Provided passage -
================================

The hope we have is not something belonging only to the future. Now we have a hope that is alive and is working for us. We have hope like Peter, who was the shaken, frightened, tearful spectacle running from the palace of the high priest, who woke to the news on Easter day that his Lord was alive. The Lord at the seashore publicly forgave Peter and made a new man of him. So it was Peter who also rose from sin and shame to live life anew. We share that experience with Peter each day as we confess our sins and pray that God forgive us. Each day we are born anew as we know we are forgiven. That is a living, lively hope we have. We can have life restored and renewed each day by the God against whom we have sinned. God gives us the hope and the courage to live and manage our lives in spite of the fact that we know all too well how our weaknesses and our frailty can be a drag on our daily lives. Good intentions are not enough. We need to know God can and still does use us.
An Imperishable Inheritance
Not only has God given us a living hope as daily assurance for us of God's grace, but our future is also assured. Peter can say the resurrection of Jesus Christ confers on us "an inheritance that is imperishable, undefiled, and unfading." It is significant how the Apostle felt compelled to describe the inheritance we receive through Christ is "imperishable, undefiled, and unfading." In our language today, we might say, "uncontested." One might feel uncomfortable about the business of having to write a will to designate the distribution of one's estate. However, every lawyer could tell you that the best of families have been torn apart by squabbles over contested inheritances. Then, too, the performance of heirs who inherit great fortunes generally is not exemplary. Many inheritances have been squandered like the fortunes which slip so often from the hands of those who win the lotteries. Or lives may have been ruined by the inheritances some heirs have received.
Doris Duke, the world famous heir of the Duke tobacco empire fortunes, led a lonely, miserable, and psychotic life, because her father had warned her that people would always be after her money. She was super sensitive to the fact that people did not like her for her own person, but only because of her wealth. The Apostle Peter wants us to be sure that the inheritance we receive has none of the flaws, temptations, weaknesses, or bad effects that worldly inheritances have. This inheritance is made sure and effective for us by the source from whom it comes. Our Lord Jesus, the Risen Christ, is the One who is the guarantor of our inheritance. The inheritance is imperishable, because Jesus made good on the last will and testament he wrote with his own blood and verified by his resurrection to establish its distribution.

================================

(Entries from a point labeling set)

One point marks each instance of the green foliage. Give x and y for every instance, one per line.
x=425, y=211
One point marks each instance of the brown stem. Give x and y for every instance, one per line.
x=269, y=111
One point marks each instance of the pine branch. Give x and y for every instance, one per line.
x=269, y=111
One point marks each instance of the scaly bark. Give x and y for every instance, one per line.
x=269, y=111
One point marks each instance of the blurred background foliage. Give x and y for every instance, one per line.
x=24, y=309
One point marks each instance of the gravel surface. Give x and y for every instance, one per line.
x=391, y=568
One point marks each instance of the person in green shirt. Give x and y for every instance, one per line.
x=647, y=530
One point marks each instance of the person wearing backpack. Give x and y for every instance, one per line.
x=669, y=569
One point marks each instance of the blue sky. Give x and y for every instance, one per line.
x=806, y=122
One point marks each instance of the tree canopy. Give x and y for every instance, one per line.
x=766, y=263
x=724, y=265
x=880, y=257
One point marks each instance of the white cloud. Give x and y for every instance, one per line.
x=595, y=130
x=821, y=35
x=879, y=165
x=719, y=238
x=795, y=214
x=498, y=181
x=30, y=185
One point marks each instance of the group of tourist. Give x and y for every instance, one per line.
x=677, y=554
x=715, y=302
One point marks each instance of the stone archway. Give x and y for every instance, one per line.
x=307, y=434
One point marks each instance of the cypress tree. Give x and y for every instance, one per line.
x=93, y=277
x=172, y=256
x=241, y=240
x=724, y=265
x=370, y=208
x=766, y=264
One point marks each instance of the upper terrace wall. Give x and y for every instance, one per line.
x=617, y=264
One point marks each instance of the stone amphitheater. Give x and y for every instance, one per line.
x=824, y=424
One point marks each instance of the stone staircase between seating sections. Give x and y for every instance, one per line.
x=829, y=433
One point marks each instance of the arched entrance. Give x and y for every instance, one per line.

================================

Problem statement - Quote the passage on hope and inheritance word for word, beginning at "Doris Duke, the" and stopping after "establish its distribution.".

Result for this task -
Doris Duke, the world famous heir of the Duke tobacco empire fortunes, led a lonely, miserable, and psychotic life, because her father had warned her that people would always be after her money. She was super sensitive to the fact that people did not like her for her own person, but only because of her wealth. The Apostle Peter wants us to be sure that the inheritance we receive has none of the flaws, temptations, weaknesses, or bad effects that worldly inheritances have. This inheritance is made sure and effective for us by the source from whom it comes. Our Lord Jesus, the Risen Christ, is the One who is the guarantor of our inheritance. The inheritance is imperishable, because Jesus made good on the last will and testament he wrote with his own blood and verified by his resurrection to establish its distribution.